→ Document:

+ + + + +

The men were unarmed. As Wikipedia summarizes the trial record, “the three men’s hands were visible; they carried no weapons,” and no bomb-making materials were found on them. Several soldiers did not believe the shooting was justified at the moment it happened. One soldier asked permission before firing; Private Skelton testified that “there was no reason to shoot at that moment in time that presented a clear, definitive hostile intent and hostile act,” and Sergeant Williams radioed immediately afterward, “What the hell just happened? There was no threat from those guys whatsoever” (Wikipedia, “Clint Lorance”). Within days, members of the platoon reported their own commander, and at the 2013 trial nine of his soldiers testified against him (Washington Post, 2020). Not one former member of his 1st Platoon spoke in his defense.

A former platoon member, Todd Fitzgerald, later described why they came forward: “Us testifying against him, it wasn’t a matter of not liking him, it wasn’t a matter of any type of grudge or coercion. It was simply we knew that his actions, based on our experience, having operated in that area for months, were going to breed further insurgency” (Army Times, July 1, 2019).

The case turns on the law governing orders and the rules of engagement. The short version is the one that decided this trial. A service member is bound to obey lawful orders, but an order to use deadly force against people who present no hostile act and no demonstrated hostile intent is not a lawful order, and carrying it out does not transfer the criminal responsibility back to the men who pulled the trigger. The rules of engagement in Afghanistan required a hostile act or hostile intent before lethal force; the panel that convicted Lorance found that neither was present when he gave the command.

+ + + + +

→ Raw data:
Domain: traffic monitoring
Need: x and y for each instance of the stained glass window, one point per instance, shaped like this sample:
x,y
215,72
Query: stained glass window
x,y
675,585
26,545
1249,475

+ + + + +

→ Problem set:
a - Answer these questions about the passage on the Clint Lorance case:
(i) How many of his soldiers testified against Lorance at the 2013 trial?
(ii) According to Todd Fitzgerald, what did the platoon know Lorance's actions were going to breed?
(iii) What did the rules of engagement in Afghanistan require before lethal force could be used?
b - Write the next part of the passage on the Clint Lorance case, picking up after its final sentence.

→ Results by task:
a -
(i) Nine.
(ii) Further insurgency.
(iii) A hostile act or hostile intent.

b -
Lorance was tried at Fort Bragg, North Carolina, and convicted of two counts of second-degree murder, attempted murder, and additional offenses including obstruction of justice (Wikipedia, “Clint Lorance”). Second-degree murder under the Uniform Code of Military Justice is unlawful killing with intent but without the premeditation required for the most serious murder charge. The prosecution did not need to prove that Lorance personally fired; it was enough that he ordered the killings. Military law treats a person who commands, counsels, or procures an offense as a principal, liable as fully as the soldier who pulls the trigger. That is why the order itself, not the trigger pull, was the act on trial. The officer who issues an unlawful order to fire owns the deaths that follow, while soldiers who object to or refuse such an order are protected rather than punished. That is the heart of the lesson, and it is also why the platoon’s own conduct mattered so much at trial. The soldiers who paused, asked for confirmation, and questioned the threat were not exposed to liability for hesitating; the record of their hesitation became evidence that the order was not a reasonable response to a hostile act.

The contested factual question was whether the men posed a threat. Lorance’s defense argued that motorcycles were prohibited in the sector and that the riders were a danger to his patrol. Years after the trial, his attorneys claimed that withheld biometric evidence linked the dead men to insurgent activity. The U.S. Army Court of Criminal Appeals rejected that appeal in June 2017, ruling that the evidence “would not have been admissible at trial, and even if it had, it would not have helped Lorance’s case” (Wikipedia, “Clint Lorance”). Reporting by journalist Annie Jacobsen, who wrote the book “First Platoon,” found the “bombmaker” claims unsubstantiated, noting that men with Taliban connections appear to have merely shared the same names as those killed (Wikipedia, “Clint Lorance”).

Outcome and why it matters

Lorance was sentenced to 20 years of confinement, later reduced to 19 years by the reviewing commanding general, and was confined at the United States Disciplinary Barracks at Fort Leavenworth, Kansas (Wikipedia, “Clint Lorance”). He served roughly six years. A campaign for clemency, driven heavily by Fox News commentary and supportive members of Congress, reached the White House, and on November 15, 2019, President Donald Trump issued a full pardon (CBS 17, Nov. 15, 2019; Washington Post, 2020).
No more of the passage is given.